▶ _Task description_
Pull out each line of the records that contains the word "yellow".

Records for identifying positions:
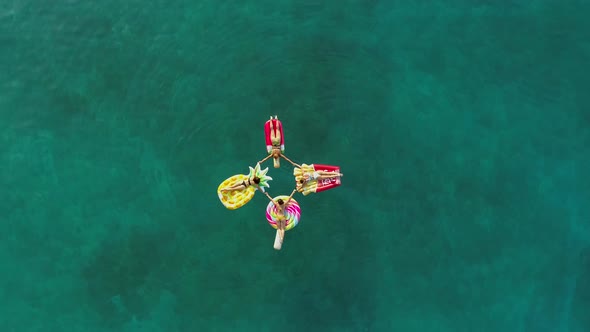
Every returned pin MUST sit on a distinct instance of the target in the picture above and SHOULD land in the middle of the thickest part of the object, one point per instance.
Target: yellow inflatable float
(236, 191)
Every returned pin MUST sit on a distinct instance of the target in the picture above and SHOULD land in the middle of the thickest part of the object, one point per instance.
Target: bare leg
(289, 160)
(329, 174)
(272, 200)
(290, 196)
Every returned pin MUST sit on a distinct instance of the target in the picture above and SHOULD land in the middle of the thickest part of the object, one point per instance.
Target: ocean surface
(462, 129)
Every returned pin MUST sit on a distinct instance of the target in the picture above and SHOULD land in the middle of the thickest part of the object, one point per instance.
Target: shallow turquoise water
(462, 129)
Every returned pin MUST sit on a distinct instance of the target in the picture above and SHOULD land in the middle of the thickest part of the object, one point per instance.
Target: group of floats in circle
(282, 212)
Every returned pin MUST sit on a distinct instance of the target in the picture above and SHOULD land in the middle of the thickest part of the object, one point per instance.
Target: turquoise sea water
(462, 129)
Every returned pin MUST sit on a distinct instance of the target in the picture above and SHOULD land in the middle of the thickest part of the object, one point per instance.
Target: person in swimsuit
(275, 139)
(315, 175)
(254, 181)
(281, 219)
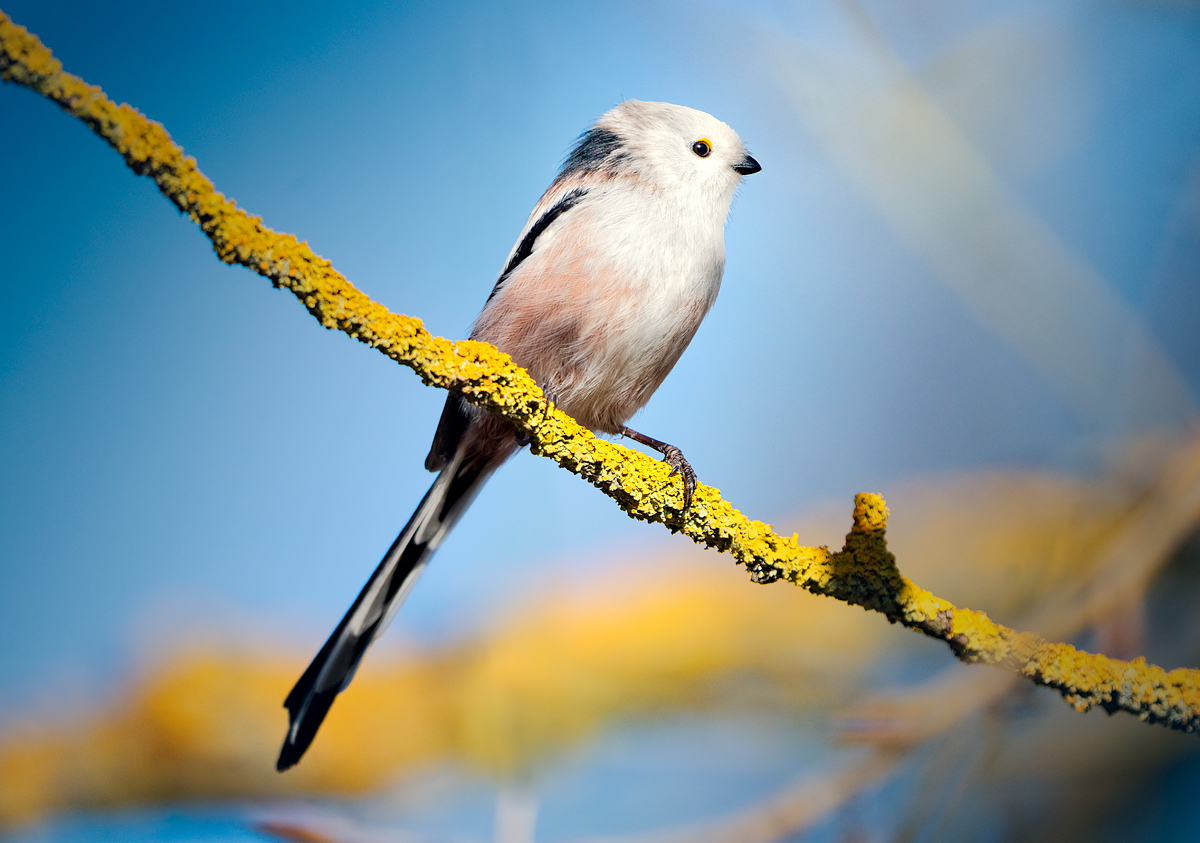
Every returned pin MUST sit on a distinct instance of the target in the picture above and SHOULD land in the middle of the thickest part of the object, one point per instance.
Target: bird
(616, 267)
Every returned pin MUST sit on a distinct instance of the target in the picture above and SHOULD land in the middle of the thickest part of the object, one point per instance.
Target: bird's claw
(673, 458)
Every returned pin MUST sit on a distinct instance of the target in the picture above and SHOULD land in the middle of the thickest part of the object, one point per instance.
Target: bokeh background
(967, 277)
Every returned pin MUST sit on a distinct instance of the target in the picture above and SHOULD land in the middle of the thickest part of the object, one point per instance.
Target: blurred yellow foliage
(205, 724)
(641, 638)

▶ _Response below_
Target: yellow inflatable float
Target: blurred yellow foliage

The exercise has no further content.